SHORT EXERCISE: Write out the lines below word for word, leaving out the pictures.

EXERCISE MATERIALS:
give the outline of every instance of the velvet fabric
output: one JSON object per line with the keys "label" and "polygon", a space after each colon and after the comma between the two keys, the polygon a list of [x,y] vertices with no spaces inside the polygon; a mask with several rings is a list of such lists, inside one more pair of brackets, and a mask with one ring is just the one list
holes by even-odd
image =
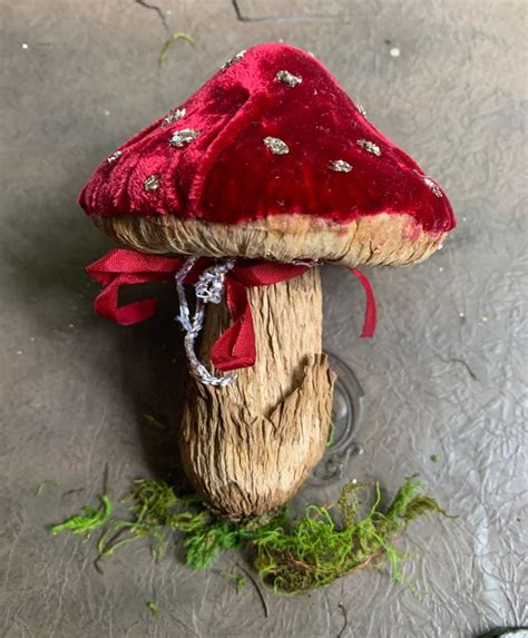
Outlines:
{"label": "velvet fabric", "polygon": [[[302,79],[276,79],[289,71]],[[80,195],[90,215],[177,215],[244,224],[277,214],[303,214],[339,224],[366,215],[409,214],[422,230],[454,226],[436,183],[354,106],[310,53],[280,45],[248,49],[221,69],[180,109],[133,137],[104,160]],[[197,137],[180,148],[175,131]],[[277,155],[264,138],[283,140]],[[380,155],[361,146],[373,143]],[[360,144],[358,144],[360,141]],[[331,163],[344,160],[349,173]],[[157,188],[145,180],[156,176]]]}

SOLUTION TO THIS PROBLEM:
give the outline of every instance of the velvet fabric
output: one JSON object per line with the keys "label" and "polygon", a space after each colon and after the comma between the two keys, the polygon a list of [x,y] vertices with no spaces inside the polygon; a mask with several rings is a list of such lists, inside one more pair of brackets, and a mask with one ring is just the one list
holes by even-odd
image =
Outlines:
{"label": "velvet fabric", "polygon": [[[302,79],[276,79],[289,71]],[[80,195],[90,215],[177,215],[244,224],[277,214],[303,214],[339,224],[366,215],[409,214],[422,230],[454,226],[436,183],[354,106],[310,53],[280,45],[248,49],[221,69],[180,109],[133,137],[104,160]],[[197,137],[180,148],[175,131]],[[277,155],[264,138],[283,140]],[[380,155],[361,146],[373,143]],[[360,144],[358,144],[360,141]],[[331,163],[344,160],[349,173]],[[157,188],[145,180],[156,176]]]}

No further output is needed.